СПИСОК ЗАДАНИЙ
**a)** Верните без изменений часть текста о Спасовом дне и успенском посте, начиная со слов «После обеда молодежь» и заканчивая словами «сложено в кучи.».
**b)** Продолжите текст о Спасовом дне и успенском посте, начав сразу после его последнего предложения.

ФРАГМЕНТ ДОКУМЕНТА
----
После обеда молодежь заиграла в гармонь и пошла гулять в поле, по горохам (по обычаю только в Спасов день).

Настал и успенский пост{191}. Молоко не дают. Пироги пекут постные, немазанные. Рожь уже сжата. Горох косят. Воздух свежеет… Ребята перестали купаться ходить: стало не жарко — вода холодна. Дни короче, и по вечерам уже приходят с работы в темень. Красненькие огоньки зажигают в избушках. Похоже на осень. Скоро идут две недели поста. Недолго уж ждать и Фролова дня{192} (18 августа). В этот праздник гуляют три дня, а то и четыре. В управные годы ко Фролову дню кончают овсяную жниву. Рожь и овес, ячмень и пшеница — все свезено на гумно и сложено в кучи.
----
ИСХОДНЫЕ ДАННЫЕ
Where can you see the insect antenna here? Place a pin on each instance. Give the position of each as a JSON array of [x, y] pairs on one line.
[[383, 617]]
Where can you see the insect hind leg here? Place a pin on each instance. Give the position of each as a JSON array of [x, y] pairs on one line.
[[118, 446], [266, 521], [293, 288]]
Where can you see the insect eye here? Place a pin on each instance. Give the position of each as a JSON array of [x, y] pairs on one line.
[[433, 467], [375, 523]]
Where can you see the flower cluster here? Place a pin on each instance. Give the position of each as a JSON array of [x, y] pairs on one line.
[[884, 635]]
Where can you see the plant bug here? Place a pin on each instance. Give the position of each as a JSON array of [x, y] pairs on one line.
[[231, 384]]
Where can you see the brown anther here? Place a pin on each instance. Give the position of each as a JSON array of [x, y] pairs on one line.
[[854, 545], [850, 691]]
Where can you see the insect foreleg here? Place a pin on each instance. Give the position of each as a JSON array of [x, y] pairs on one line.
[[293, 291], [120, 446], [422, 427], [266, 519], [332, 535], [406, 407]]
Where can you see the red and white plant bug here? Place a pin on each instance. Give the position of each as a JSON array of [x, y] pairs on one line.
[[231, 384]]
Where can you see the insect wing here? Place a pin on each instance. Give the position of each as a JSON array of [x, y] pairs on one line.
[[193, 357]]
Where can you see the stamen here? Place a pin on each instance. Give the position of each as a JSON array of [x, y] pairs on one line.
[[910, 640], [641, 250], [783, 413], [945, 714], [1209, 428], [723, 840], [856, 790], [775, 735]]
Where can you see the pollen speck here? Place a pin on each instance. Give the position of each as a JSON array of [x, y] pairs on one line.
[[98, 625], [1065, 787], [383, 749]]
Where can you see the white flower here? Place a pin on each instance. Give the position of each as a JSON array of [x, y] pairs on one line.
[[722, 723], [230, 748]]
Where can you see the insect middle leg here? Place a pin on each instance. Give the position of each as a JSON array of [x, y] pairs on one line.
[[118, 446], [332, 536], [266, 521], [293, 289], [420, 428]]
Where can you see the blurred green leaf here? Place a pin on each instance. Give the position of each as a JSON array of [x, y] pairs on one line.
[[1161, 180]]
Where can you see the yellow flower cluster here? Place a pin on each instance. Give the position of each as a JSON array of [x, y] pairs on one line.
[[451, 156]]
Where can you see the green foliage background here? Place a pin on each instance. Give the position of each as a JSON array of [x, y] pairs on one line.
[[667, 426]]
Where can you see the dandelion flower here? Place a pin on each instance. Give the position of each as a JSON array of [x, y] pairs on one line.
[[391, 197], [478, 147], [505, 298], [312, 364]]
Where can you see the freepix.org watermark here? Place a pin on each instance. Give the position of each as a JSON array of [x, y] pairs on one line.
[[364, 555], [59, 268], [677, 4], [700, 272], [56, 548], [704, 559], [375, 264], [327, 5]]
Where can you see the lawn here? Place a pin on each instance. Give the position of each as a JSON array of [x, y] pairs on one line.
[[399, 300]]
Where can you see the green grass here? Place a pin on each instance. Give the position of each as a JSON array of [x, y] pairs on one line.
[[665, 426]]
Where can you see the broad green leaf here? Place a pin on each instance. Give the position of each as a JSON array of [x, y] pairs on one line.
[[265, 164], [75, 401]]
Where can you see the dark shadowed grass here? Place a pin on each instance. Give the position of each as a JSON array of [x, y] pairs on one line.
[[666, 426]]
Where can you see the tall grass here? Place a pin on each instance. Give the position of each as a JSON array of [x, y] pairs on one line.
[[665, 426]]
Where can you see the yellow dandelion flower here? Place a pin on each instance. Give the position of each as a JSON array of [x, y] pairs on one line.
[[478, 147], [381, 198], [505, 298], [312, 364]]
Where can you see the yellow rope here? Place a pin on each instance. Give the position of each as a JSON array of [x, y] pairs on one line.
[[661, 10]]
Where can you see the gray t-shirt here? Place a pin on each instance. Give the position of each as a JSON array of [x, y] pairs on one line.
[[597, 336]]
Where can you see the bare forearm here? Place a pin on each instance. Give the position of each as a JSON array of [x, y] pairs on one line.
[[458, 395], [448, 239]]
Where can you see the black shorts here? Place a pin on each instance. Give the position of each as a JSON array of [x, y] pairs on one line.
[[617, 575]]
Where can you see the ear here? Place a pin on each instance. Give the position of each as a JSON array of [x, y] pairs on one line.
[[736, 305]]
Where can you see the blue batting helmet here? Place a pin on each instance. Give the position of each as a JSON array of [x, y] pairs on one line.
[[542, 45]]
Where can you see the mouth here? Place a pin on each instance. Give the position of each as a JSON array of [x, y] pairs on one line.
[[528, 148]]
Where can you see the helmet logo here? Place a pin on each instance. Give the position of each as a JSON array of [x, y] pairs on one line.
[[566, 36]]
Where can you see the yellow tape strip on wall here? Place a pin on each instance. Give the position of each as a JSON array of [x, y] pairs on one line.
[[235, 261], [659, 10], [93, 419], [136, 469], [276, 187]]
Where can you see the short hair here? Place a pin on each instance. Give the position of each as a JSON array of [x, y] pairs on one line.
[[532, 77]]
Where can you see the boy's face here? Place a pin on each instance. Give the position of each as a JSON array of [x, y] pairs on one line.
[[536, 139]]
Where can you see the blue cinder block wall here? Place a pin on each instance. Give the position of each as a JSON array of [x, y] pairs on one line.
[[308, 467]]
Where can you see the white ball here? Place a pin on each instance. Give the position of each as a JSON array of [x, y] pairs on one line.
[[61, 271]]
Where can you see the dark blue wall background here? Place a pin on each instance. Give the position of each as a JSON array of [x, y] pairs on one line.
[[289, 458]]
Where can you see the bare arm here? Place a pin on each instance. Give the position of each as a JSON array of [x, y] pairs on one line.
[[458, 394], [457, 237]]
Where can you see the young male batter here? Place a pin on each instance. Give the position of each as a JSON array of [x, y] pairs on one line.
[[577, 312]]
----
СПИСОК ОТВЕТОВ
**a)**
После обеда молодежь заиграла в гармонь и пошла гулять в поле, по горохам (по обычаю только в Спасов день).

Настал и успенский пост{191}. Молоко не дают. Пироги пекут постные, немазанные. Рожь уже сжата. Горох косят. Воздух свежеет… Ребята перестали купаться ходить: стало не жарко — вода холодна. Дни короче, и по вечерам уже приходят с работы в темень. Красненькие огоньки зажигают в избушках. Похоже на осень. Скоро идут две недели поста. Недолго уж ждать и Фролова дня{192} (18 августа). В этот праздник гуляют три дня, а то и четыре. В управные годы ко Фролову дню кончают овсяную жниву. Рожь и овес, ячмень и пшеница — все свезено на гумно и сложено в кучи.

**b)**
Закурились овины…

Еще накануне Фролова дня натопили жарко печи и поставили пиво. И вечером поздно горит лучина в светце, потрескивает: если ровно горит и светло, то к хорошей погоде, если дует огонь синенькими, то к дождю, поет — это к ветру. Малые ребята, девоньки и пареньки ждут не дождутся, когда старые бабушки и матери будут вынимать корчаги из печи да сладкое сусло спускать. А спустильницы — доски прожелобленные — уже приготовлены: один конец на столе, а другой — пониже, на кадке. Вот вынесли большие корчаги из печи — тут солод варился с мякиной — и поставили на спускальницы, ототкнули деревянные затычки — и потекло сусло по желобочкам в кадку. Падает сусло сладким ручейком и поет и позванивает разными голосами (как в сказке): я, сусло, теку-у-у… сладкое сусло, теку-у-у-оо-аа-уу. Раздается в кадке сладкая музыка.

Ребята стоят дожидаются: «Баушк, как сусло-то?» Бабушка нацедила в деревянный ковш горячего сусла и поставила на залавок. «Подождите, остынет, а то не ожгитесь», — сказала. И когда оно поостыло, ребята пили теплое сусло. Потом легли спать. Ребята уснули, и губы и щеки у них были запачканы в сусле. А бабушка долго еще возилась около корчаг.

Накануне закурились бани, понесло пряжьем и сладеньким пивом. К Фролову дню поспевают хлеба, капуста, галань. Скотина сыта. Молоко, то-се — все свое… Этот праздник самый сытый и обильный в году. Все от стара до малого ходят в гости друг к дружке по домам. Ребята-женихи и подростки и маленькие ходят по домам вопить коляду:

    Коляда, коляда
    К Миколаю на двор.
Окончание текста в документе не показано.